Exercise directions
Print the passage of the news report below on Greek-Turkish tensions that opens with the words "Turkey on August" and closes with "mission three times.", copying it word for word.

Selection
## begin
Turkey must drop ‘threats’ for talks to begin: Greek PM
Greek Prime Minister Kyriakos Mitsotakis on Friday
told Turkey to stop making “threats” against his country if talks on reducing
tension in the eastern Mediterranean over maritime borders and gas exploration
are to begin.
“Let threats go away so that the contacts can
begin,” Mitsotakis said as he met a visiting senior member of the Chinese
Communist party.
Tensions are running high over Turkey’s drilling
activities in the eastern Mediterranean which Greece and Cyprus say violate
their sovereignty.
Turkey on August 10 deployed the Oruc Reis research
vessel and an escorting flotilla of warships to the disputed waters between
Cyprus and the Greek islands of Kastellorizo and Crete, and has since prolonged
the mission three times.
Greece responded by staging naval exercises with
several EU allies and the United Arab Emirates, not far from smaller ones
Turkey conducted between Cyprus and Crete last week.
## end
[Photo labels with boxes]
## begin
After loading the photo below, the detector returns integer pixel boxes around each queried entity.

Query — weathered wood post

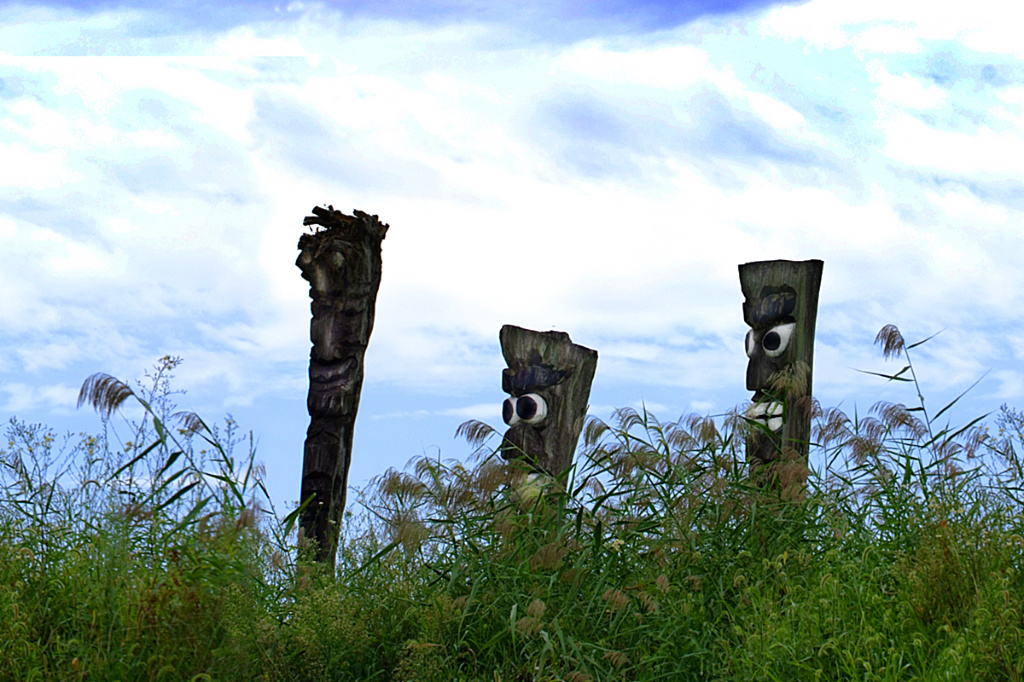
[498,325,597,478]
[739,260,824,489]
[295,206,388,567]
## end
Answer to the task
Turkey on August 10 deployed the Oruc Reis research
vessel and an escorting flotilla of warships to the disputed waters between
Cyprus and the Greek islands of Kastellorizo and Crete, and has since prolonged
the mission three times.